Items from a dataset
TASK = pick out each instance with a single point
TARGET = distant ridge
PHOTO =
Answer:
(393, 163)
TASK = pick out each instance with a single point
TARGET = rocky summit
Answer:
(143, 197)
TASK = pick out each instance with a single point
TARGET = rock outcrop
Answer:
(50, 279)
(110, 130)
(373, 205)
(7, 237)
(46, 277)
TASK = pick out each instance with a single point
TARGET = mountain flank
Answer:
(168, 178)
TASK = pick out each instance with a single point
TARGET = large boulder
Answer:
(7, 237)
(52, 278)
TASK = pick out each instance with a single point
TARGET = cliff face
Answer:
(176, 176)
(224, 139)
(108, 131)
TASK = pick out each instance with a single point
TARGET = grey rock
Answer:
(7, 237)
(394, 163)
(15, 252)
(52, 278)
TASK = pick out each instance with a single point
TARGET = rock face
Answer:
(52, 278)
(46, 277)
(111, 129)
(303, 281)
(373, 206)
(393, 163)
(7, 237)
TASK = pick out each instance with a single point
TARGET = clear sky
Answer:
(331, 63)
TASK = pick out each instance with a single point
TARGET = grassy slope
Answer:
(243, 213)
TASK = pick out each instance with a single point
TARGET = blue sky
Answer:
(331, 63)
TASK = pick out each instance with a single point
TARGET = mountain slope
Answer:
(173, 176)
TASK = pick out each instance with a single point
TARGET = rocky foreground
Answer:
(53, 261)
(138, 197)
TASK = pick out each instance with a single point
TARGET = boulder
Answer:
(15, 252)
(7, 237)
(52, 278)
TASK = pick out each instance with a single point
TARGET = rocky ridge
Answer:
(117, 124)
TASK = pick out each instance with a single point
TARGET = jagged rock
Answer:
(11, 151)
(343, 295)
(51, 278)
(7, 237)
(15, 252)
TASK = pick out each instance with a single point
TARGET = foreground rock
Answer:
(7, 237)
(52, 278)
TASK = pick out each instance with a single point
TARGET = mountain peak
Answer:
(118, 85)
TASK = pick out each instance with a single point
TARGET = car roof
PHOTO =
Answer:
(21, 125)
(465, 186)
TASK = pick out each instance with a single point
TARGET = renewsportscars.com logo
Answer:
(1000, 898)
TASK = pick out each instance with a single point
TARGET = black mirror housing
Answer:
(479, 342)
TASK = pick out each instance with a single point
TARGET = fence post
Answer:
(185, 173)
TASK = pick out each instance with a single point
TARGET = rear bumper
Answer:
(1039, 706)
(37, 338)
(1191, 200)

--- EXERCISE ---
Every entry, from top to bottom, should be repeated word for word.

--- WRITTEN RESPONSE ---
TASK = pick out each instance with a single point
TARGET = distant ridge
PHOTO =
Answer:
(393, 163)
TASK = pick out each instance with a single point
TARGET = rocky summit
Answer:
(143, 197)
TASK = pick out each instance with a single point
TARGET = rock outcrop
Answer:
(50, 279)
(110, 130)
(373, 205)
(7, 237)
(46, 277)
TASK = pick out each instance with a single point
TARGET = mountain flank
Answer:
(168, 178)
TASK = pick out each instance with a single point
TARGET = large boulder
Answer:
(7, 237)
(52, 278)
TASK = pick out each instance with a single point
TARGET = cliff face
Answer:
(176, 176)
(224, 139)
(108, 131)
TASK = pick out each instance with a single point
TARGET = grey rock
Answer:
(7, 237)
(394, 163)
(15, 252)
(52, 278)
TASK = pick out each instance with a single point
TARGET = rock face
Answer:
(52, 278)
(46, 277)
(111, 129)
(303, 281)
(373, 206)
(393, 163)
(7, 237)
TASK = pick out each instance with a single point
TARGET = clear sky
Answer:
(331, 63)
TASK = pick out each instance with a single point
TARGET = grassy slope
Answer:
(243, 213)
TASK = pick out each instance with a single point
TARGET = blue sky
Answer:
(331, 63)
TASK = pick out each instance with a single point
TARGET = mountain slope
Answer:
(173, 176)
TASK = pick out each instance with a single point
TARGET = rocky foreground
Answer:
(53, 261)
(138, 197)
TASK = pick out each instance with a single point
TARGET = boulder
Answer:
(15, 252)
(7, 237)
(52, 278)
TASK = pick out each instance with a single point
TARGET = rocky ridge
Answer:
(117, 124)
TASK = pick out each instance with a single point
TARGET = jagged rock
Answer:
(11, 151)
(343, 295)
(51, 278)
(7, 237)
(15, 252)
TASK = pick out each instance with a single point
TARGET = foreground rock
Answer:
(7, 237)
(52, 278)
TASK = pick out each instance with a single point
TARGET = mountain peak
Answer:
(118, 85)
TASK = pick out each instance with a single point
TARGET = car roof
PHOTO =
Answer:
(21, 125)
(465, 186)
TASK = pick out each instance with a single point
TARGET = renewsportscars.com logo
Answer:
(1000, 898)
TASK = pick out each instance with a single point
TARGET = black mirror housing
Answer:
(479, 342)
TASK = pick out each instance with a single point
TARGET = fence post
Answer:
(185, 173)
TASK = pick out each instance with a single point
TARGET = rear bumper
Answer:
(1039, 706)
(37, 338)
(1191, 200)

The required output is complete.